A plan is emerging to try to identify water chestnut (Trapa natans) in the balloon mapping photos we took a couple of weeks ago. It's easy to see water chestnut in many of the photos, and with a little practice one can mark individual rosettes quite quickly. But the hope is that after many hours of diligent effort by expert remote sensing professionals, a computer will be able to do this work without much help from us. In the meantime, I have tried the manual method of staring at a few of the photos and marking the patches I think are water chestnut. Don't show this note to the computers, because that would be cheating.
One of our higher altitude photos of Lake Warner. All four of the plastic lawn furniture ground control points (red squares) are included. The yellow rectangles are the areas of the two photos below. White circles are patches of vegetation which I think are water chestnut. Right click, then open in new tab, then Ctrl+ to enlarge (but the site won't show you the full resolution photo!).

Data provided:
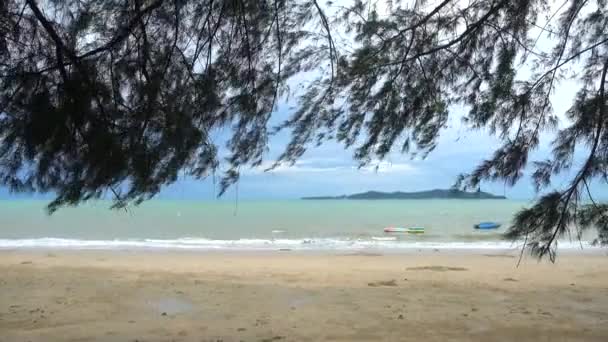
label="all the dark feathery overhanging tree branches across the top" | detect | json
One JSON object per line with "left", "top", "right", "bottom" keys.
{"left": 0, "top": 0, "right": 608, "bottom": 260}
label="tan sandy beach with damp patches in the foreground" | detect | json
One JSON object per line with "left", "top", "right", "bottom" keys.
{"left": 0, "top": 250, "right": 608, "bottom": 342}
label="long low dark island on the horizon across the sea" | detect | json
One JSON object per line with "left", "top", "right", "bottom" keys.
{"left": 302, "top": 189, "right": 506, "bottom": 200}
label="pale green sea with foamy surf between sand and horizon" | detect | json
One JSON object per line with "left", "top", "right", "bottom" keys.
{"left": 0, "top": 200, "right": 592, "bottom": 250}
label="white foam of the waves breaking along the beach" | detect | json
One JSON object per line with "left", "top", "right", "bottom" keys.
{"left": 0, "top": 237, "right": 599, "bottom": 251}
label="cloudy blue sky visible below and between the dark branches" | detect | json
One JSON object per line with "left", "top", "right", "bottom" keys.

Questions on the material:
**a)** From the note on mapping water chestnut, reproduce the passage from "One of our higher" up to and including "full resolution photo!).", switching "yellow rectangles" to "blue rectangles".
**b)** The note on mapping water chestnut describes several colored markings on the higher-altitude photo of Lake Warner. List each marking and what it indicates.

Written responses:
**a)**
One of our higher altitude photos of Lake Warner. All four of the plastic lawn furniture ground control points (red squares) are included. The blue rectangles are the areas of the two photos below. White circles are patches of vegetation which I think are water chestnut. Right click, then open in new tab, then Ctrl+ to enlarge (but the site won't show you the full resolution photo!).

**b)**
- Red squares: the plastic lawn furniture ground control points
- Yellow rectangles: the areas of the two photos below
- White circles: patches of vegetation thought to be water chestnut